Reed questions the Burning Springs Report

According to Reed, there are four curious features of this report:

Burning Springs in 1905 was a shadow of its former self. (Map from U.S. Geologic Survey, 1905)

1. Jones does not report the destruction of the town itself with its attendant sawmills, stave mills, barrel factories, mercantile establishments, business houses, hotels, amusement places, and private dwellings. Persons who lived there estimated the permanent population of Burning Springs in 1863 at between ten thousand and fifteen thousand.

2. The operators at Burnings Springs totted up the oil destruction at 300,000 barrels instead of 150,000 barrels.


3. There was not then, nor is there now, any place on the Little Kanawha River called Oiltown.

4. There was no report of the destruction of the oilfield or the town in the press at the time, nor has a federal report on Burning Springs been found in the Archives of the United States to this day. In fact, there is no mention of Burning Springs anywhere in all the voluminous documents on the Civil War except the report of General Jones quoted above, and the American public does not yet know that the Confederates destroyed one of the world's two oilfields in 1863.

That Burning Springs and Oiltown were the same place cannot be questioned. There was but one oilfield on the Little Kanawha River at that time. The marks of the great fire on the river were visible for fifty years after the war ended and have been seen by thousands of people still alive. Until recent times there were numerous eyewitnesses. The last known eyewitness died in 1949. Statements concerning the destruction of Burning Springs from some of these eyewitnesses furnish the other side of the story.

In the year 1862, the Congress of the United States passed a law severing the western counties of Virginia from the eastern counties and ordered that a vote should be taken upon a constitution for the new state at a special election. The election was held on March 27, 1863, during which voters adopted a constitution that provided, among other things, for the gradual abolition of slavery. The date of the admission of the new state to the union was set by law on June 20, 1863, and immediately after the election, a convention was called at Parkersburg for the purpose of choosing the new state officers and members of Congress.
---*---
◆ GIVEN PROBLEM 1
Write out the part of the passage on the Burning Springs report starting with "1. Jones does" and going on through "of 150,000 barrels.", word for word.

Data items:
---*---
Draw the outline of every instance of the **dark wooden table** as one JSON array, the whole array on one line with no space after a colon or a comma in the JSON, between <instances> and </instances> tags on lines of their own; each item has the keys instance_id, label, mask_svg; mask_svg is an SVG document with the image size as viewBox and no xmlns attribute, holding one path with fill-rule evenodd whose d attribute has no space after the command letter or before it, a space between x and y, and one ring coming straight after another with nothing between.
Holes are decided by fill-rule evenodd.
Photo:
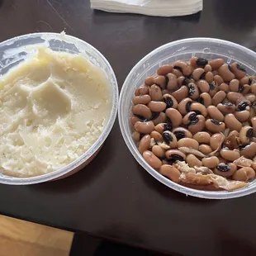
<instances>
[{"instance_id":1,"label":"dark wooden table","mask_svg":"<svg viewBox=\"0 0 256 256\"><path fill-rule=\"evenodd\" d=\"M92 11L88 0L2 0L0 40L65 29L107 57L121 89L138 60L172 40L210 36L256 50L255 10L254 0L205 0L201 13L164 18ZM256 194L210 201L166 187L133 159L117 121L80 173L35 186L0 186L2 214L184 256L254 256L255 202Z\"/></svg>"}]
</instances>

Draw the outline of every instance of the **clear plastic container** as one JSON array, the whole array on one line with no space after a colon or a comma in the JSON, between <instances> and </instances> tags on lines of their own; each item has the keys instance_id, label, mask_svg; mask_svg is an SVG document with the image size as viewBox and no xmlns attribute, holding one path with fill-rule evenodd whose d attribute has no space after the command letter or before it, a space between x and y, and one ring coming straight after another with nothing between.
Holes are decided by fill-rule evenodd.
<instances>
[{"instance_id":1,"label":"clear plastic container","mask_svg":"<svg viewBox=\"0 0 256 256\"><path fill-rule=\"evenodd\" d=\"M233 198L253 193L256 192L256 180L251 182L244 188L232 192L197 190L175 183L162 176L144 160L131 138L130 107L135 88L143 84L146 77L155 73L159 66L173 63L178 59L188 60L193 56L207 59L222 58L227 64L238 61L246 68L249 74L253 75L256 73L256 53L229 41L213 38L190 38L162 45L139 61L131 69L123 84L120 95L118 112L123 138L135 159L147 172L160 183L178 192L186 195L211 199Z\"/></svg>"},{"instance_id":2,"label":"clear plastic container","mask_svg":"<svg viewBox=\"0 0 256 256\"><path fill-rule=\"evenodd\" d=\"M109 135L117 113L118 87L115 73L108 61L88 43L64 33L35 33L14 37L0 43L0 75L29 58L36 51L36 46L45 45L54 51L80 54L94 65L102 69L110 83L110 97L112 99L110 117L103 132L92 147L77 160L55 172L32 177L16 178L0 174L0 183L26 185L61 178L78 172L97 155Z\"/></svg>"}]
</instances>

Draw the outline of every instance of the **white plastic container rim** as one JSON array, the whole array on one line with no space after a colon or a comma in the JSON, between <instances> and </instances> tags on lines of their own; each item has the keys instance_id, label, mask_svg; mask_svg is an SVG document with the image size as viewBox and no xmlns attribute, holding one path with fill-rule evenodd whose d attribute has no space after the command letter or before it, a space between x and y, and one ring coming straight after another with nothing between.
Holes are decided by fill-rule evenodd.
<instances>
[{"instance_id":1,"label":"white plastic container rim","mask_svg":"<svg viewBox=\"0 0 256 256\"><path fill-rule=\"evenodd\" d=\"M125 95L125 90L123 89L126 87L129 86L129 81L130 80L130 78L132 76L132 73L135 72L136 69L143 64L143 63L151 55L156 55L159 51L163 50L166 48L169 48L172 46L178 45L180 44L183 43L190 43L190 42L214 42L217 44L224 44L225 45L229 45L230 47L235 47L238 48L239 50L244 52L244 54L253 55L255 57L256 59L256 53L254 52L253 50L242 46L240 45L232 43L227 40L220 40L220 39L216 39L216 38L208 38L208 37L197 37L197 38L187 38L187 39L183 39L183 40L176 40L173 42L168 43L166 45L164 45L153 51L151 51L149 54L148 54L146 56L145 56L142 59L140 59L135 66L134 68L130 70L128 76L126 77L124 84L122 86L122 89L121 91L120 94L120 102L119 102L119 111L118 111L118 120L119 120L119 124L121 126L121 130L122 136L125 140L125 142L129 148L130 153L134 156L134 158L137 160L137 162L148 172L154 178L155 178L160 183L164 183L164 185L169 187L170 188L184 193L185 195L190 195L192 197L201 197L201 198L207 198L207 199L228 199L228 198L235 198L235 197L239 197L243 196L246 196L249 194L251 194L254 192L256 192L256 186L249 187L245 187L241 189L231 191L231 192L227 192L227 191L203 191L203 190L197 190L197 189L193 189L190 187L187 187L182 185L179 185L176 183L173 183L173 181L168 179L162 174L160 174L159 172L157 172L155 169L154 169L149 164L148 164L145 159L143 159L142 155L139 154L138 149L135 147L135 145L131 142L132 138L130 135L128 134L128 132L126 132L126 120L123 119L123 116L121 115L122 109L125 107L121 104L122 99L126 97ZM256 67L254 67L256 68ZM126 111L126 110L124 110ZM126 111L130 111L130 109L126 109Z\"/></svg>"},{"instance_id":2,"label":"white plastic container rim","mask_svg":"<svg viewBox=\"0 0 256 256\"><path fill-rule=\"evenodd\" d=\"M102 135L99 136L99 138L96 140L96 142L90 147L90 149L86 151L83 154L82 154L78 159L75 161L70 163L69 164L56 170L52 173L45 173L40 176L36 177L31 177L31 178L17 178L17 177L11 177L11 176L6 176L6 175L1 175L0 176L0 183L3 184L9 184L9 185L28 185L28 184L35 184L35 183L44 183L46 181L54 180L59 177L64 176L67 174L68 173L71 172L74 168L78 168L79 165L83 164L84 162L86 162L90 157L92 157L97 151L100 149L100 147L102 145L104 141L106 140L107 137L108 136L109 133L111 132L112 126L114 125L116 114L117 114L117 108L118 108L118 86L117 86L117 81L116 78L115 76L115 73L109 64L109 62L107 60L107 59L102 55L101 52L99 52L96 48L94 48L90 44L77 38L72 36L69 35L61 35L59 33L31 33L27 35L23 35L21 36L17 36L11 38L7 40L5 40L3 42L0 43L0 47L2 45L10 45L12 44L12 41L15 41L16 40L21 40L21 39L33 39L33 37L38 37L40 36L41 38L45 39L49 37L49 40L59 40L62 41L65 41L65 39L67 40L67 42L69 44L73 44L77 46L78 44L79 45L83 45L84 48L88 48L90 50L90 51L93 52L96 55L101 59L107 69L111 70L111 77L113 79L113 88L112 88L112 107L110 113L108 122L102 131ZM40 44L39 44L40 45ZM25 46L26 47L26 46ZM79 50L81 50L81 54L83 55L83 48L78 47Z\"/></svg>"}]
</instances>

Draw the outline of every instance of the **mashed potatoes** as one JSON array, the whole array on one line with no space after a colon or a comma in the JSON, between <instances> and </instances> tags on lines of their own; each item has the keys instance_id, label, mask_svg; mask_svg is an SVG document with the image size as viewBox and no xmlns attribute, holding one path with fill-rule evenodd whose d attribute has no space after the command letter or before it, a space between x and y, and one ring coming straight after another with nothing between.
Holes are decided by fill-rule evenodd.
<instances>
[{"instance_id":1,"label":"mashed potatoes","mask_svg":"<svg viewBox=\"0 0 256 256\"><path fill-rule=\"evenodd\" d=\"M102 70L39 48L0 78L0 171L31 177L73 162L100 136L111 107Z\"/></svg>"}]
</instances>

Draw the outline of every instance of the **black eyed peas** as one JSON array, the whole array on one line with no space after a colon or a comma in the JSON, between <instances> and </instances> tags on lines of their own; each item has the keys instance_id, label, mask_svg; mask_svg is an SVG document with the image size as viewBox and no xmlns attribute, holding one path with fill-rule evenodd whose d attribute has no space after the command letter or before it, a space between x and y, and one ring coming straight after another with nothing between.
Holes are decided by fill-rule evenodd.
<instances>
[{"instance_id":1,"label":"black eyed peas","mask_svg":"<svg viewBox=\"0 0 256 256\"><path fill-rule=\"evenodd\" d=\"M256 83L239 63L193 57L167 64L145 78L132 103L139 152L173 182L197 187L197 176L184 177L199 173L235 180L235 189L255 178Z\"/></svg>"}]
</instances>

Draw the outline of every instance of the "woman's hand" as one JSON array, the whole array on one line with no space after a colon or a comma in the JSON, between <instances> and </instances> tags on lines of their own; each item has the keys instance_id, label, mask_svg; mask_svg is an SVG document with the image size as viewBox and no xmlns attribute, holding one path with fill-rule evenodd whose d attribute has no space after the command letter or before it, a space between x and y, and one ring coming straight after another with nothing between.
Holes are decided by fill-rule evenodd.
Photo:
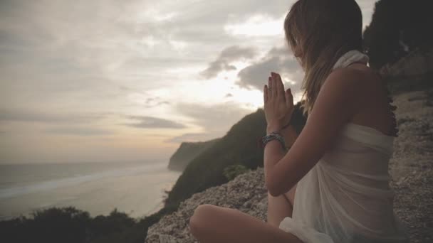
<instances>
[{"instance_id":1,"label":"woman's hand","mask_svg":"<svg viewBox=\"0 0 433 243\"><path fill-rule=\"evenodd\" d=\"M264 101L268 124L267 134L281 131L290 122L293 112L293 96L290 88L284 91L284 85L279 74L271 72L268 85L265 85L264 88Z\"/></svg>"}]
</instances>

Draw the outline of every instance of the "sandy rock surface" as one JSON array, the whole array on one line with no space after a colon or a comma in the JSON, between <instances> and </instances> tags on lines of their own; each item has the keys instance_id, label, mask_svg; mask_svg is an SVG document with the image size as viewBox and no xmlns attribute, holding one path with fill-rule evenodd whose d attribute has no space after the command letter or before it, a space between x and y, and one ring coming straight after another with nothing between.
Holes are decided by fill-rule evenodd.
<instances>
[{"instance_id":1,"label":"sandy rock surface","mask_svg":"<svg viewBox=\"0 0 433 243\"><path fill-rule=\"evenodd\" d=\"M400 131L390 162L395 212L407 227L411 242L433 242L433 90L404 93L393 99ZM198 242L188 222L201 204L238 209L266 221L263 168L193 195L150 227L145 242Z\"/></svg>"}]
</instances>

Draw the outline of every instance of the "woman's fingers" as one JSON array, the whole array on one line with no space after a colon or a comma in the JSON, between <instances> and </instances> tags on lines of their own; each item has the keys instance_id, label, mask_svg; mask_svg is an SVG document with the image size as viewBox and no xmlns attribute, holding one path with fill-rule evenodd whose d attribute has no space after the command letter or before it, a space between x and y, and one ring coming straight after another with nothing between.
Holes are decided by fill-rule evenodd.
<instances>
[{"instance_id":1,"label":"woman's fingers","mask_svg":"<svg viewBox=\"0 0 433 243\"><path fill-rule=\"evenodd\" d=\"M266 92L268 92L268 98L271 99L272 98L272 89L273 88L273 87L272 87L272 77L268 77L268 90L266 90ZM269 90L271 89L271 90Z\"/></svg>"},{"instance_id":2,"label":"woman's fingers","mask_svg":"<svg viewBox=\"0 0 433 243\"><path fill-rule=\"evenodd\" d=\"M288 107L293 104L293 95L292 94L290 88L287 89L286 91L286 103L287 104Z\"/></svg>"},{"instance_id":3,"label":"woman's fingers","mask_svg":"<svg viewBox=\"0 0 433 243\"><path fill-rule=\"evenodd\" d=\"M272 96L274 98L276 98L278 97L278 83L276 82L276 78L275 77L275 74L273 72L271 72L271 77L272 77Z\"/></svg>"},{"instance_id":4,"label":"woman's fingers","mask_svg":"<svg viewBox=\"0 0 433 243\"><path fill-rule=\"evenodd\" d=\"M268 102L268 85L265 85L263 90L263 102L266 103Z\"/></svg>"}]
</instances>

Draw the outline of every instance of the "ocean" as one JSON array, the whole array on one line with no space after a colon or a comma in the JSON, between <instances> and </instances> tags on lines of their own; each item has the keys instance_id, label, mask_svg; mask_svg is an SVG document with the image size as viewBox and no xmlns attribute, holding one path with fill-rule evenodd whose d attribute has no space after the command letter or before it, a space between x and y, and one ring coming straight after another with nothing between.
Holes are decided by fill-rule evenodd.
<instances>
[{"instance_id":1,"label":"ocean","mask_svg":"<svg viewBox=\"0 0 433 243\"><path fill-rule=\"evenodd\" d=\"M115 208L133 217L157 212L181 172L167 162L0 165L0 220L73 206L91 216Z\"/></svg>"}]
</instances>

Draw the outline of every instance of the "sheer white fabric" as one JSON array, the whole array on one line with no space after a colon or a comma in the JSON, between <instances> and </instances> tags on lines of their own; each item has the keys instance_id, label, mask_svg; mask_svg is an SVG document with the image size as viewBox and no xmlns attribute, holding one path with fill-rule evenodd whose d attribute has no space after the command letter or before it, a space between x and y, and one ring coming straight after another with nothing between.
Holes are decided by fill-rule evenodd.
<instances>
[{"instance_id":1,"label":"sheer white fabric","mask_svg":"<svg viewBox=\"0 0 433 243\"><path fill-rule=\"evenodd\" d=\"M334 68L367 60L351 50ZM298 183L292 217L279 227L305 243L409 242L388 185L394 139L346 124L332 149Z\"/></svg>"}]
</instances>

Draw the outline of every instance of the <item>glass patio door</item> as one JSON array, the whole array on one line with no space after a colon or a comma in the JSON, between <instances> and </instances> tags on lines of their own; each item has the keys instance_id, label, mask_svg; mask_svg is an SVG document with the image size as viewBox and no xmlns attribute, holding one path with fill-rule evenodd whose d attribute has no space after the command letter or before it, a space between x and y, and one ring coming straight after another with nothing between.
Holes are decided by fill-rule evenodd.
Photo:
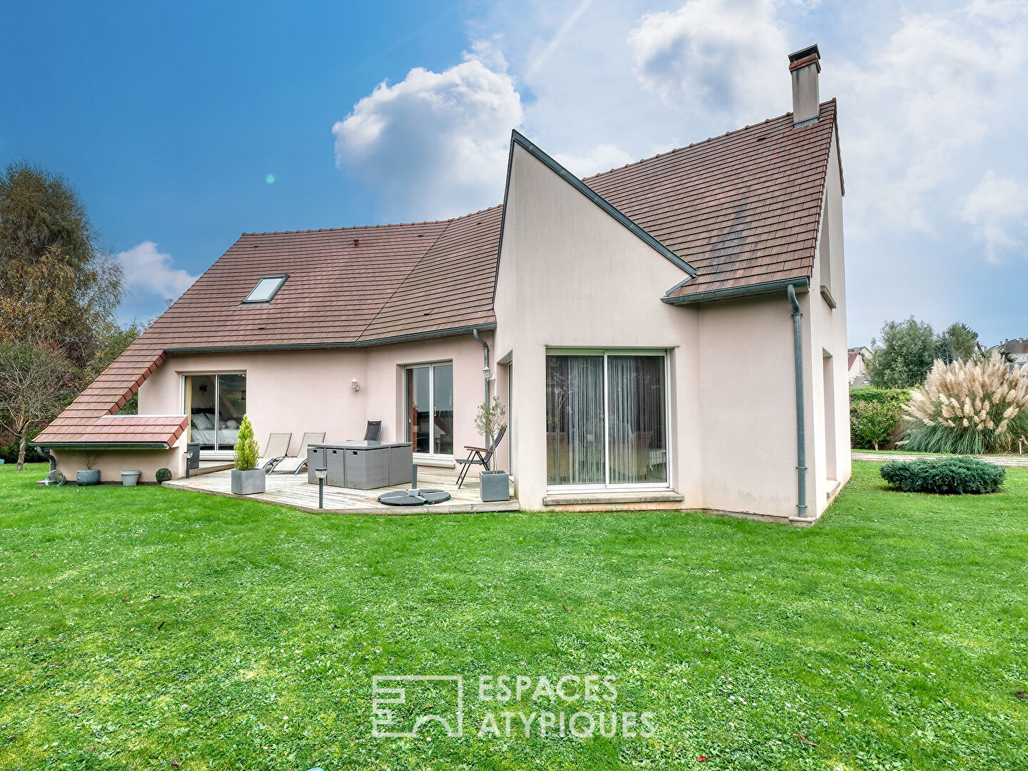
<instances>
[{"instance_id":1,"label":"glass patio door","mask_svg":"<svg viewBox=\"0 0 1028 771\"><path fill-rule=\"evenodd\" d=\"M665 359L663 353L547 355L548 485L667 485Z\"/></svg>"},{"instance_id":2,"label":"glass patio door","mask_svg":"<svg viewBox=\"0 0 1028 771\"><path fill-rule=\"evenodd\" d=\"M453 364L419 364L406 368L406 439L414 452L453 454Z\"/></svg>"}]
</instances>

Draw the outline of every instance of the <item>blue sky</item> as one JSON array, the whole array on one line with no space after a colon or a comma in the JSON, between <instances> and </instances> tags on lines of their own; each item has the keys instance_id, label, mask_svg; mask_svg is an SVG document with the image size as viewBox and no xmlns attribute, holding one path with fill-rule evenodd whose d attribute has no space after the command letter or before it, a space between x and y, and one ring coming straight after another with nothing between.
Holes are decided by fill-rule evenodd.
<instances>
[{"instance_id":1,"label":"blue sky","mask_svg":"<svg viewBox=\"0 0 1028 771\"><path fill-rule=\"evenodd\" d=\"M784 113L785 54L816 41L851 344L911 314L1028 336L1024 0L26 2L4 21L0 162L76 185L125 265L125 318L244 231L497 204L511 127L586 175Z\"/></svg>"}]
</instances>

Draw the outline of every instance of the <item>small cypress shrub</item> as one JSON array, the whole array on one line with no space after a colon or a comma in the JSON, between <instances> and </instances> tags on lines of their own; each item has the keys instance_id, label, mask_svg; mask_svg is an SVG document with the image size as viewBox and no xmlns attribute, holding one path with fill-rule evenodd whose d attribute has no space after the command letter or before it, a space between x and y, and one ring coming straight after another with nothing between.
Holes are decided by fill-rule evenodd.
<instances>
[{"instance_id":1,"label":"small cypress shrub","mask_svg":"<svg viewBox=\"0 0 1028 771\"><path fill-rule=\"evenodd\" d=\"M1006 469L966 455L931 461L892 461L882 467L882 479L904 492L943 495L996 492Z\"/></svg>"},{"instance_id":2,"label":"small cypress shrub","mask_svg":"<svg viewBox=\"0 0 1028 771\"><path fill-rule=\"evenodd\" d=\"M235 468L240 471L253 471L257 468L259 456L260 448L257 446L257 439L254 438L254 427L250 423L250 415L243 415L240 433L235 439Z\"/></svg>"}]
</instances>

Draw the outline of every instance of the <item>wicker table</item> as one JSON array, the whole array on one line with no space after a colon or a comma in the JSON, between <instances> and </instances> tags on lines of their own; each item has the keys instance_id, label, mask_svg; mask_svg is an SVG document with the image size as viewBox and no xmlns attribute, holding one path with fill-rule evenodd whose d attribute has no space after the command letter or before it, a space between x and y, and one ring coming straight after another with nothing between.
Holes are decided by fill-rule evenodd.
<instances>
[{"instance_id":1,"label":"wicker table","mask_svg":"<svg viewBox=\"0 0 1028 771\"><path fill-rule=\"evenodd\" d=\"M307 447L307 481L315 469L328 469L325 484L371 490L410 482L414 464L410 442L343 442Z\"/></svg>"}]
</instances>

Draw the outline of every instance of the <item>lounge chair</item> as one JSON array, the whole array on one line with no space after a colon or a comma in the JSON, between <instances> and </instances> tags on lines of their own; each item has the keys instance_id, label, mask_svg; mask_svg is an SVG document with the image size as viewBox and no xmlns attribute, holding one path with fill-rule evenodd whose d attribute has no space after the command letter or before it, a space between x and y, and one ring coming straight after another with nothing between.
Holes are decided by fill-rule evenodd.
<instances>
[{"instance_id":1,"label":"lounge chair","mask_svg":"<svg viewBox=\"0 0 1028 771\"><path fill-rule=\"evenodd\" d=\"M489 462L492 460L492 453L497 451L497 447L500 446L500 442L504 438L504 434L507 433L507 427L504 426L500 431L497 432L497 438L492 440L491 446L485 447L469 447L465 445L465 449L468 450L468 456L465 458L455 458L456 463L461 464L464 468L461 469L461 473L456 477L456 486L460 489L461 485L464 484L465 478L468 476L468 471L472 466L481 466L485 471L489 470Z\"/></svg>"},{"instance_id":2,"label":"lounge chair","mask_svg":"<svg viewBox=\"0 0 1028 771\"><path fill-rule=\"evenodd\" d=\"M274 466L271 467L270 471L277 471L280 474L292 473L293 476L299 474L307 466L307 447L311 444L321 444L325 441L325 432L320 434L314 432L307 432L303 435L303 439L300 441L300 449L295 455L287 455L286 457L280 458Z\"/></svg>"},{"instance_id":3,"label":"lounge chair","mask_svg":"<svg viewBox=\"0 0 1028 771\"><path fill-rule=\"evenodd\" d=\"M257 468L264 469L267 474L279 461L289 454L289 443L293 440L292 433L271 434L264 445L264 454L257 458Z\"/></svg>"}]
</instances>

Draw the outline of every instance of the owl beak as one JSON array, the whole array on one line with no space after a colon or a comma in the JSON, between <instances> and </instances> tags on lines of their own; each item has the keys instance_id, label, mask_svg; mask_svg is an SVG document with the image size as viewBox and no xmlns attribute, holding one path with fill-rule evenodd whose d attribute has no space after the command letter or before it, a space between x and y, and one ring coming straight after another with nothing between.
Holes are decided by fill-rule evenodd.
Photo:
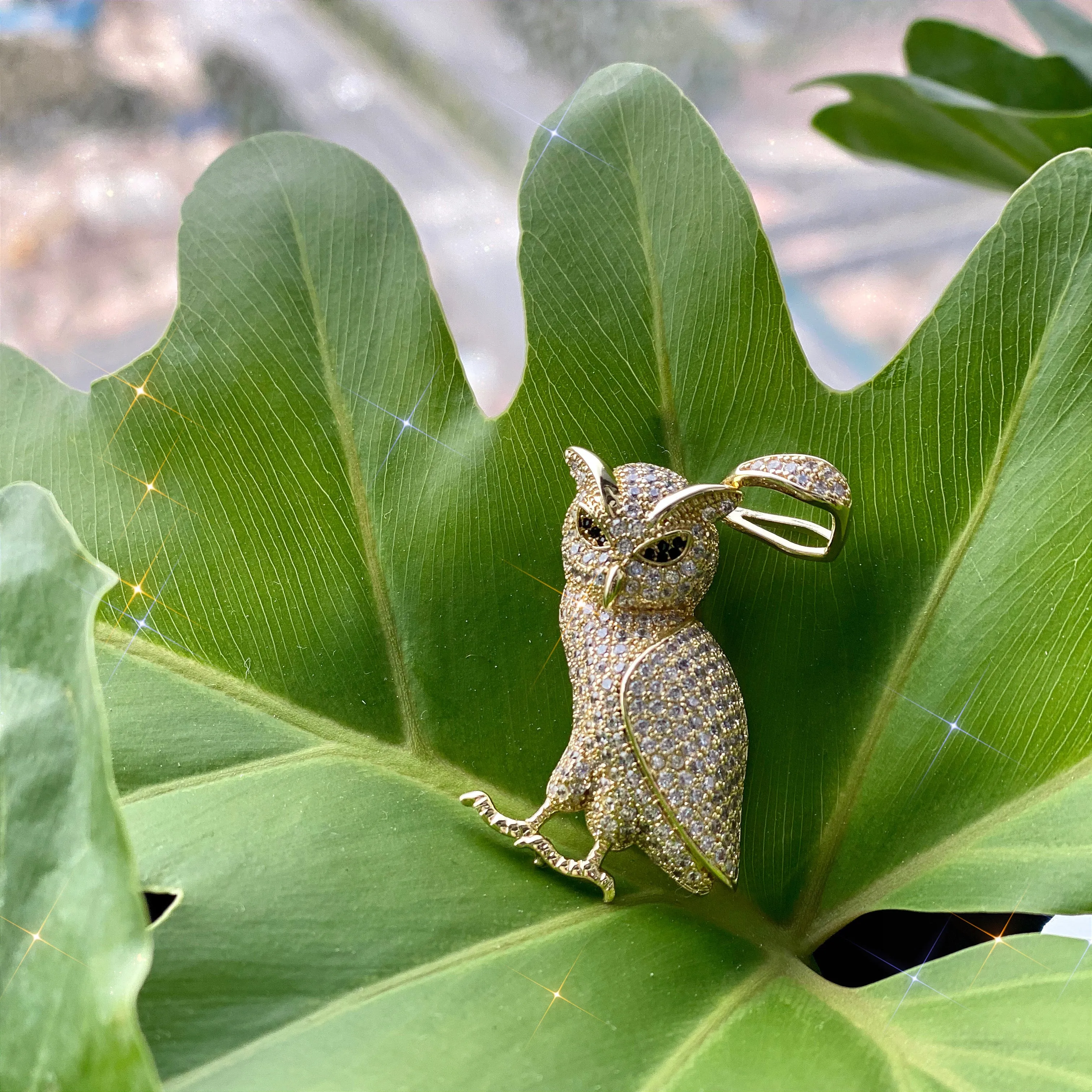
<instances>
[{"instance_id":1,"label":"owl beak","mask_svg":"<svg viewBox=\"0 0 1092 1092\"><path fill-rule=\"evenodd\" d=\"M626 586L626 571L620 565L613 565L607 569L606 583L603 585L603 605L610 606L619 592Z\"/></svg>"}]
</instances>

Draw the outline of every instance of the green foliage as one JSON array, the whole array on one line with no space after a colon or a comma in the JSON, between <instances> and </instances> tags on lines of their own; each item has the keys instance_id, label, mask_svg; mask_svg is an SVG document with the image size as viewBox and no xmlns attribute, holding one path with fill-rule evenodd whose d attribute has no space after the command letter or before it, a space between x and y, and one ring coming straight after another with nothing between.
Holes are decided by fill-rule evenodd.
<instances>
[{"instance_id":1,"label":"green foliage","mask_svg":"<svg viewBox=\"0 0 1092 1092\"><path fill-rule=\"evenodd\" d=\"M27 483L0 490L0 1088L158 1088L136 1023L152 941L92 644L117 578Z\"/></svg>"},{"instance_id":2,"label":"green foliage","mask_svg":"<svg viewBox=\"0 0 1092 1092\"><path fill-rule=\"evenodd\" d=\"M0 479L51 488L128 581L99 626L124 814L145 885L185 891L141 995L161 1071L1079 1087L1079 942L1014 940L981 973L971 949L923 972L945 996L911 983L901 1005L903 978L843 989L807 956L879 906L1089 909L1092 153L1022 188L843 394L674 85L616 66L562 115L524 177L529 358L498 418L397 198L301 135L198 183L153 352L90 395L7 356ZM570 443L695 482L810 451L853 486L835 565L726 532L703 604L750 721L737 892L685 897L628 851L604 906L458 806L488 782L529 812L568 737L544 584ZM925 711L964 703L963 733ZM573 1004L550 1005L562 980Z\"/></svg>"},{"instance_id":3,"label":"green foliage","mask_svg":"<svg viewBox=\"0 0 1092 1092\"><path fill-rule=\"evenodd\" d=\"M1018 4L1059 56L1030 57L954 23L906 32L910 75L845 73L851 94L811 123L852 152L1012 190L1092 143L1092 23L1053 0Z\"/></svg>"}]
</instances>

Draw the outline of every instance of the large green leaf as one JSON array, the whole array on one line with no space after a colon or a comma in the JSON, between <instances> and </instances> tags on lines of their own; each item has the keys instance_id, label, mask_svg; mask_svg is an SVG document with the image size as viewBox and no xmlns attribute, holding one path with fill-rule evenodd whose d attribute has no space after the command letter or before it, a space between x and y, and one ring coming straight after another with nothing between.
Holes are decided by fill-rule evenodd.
---*---
◆ GIVEN PROBLEM 2
Locate each line in the records that contains the string "potatoes" and copy those lines.

◆ TASK RESULT 1
1. Jones does not report the destruction of the town itself with its attendant sawmills, stave mills, barrel factories, mercantile establishments, business houses, hotels, amusement places, and private dwellings. Persons who lived there estimated the permanent population of Burning Springs in 1863 at between ten thousand and fifteen thousand.

2. The operators at Burnings Springs totted up the oil destruction at 300,000 barrels instead of 150,000 barrels.

◆ TASK RESULT 2
Draw the outline of every instance of the **mashed potatoes** as one JSON array, the whole array on one line with no space after a colon or a comma in the JSON, between <instances> and </instances> tags on lines of their own; each item has the keys instance_id, label, mask_svg; mask_svg is an SVG document with the image size as viewBox and no xmlns attribute, holding one path with fill-rule evenodd whose d attribute has no space after the command letter or before it, a space between x and y, and one ring coming straight after another with nothing between.
[{"instance_id":1,"label":"mashed potatoes","mask_svg":"<svg viewBox=\"0 0 256 256\"><path fill-rule=\"evenodd\" d=\"M102 70L39 48L0 78L0 171L31 177L73 162L100 136L111 107Z\"/></svg>"}]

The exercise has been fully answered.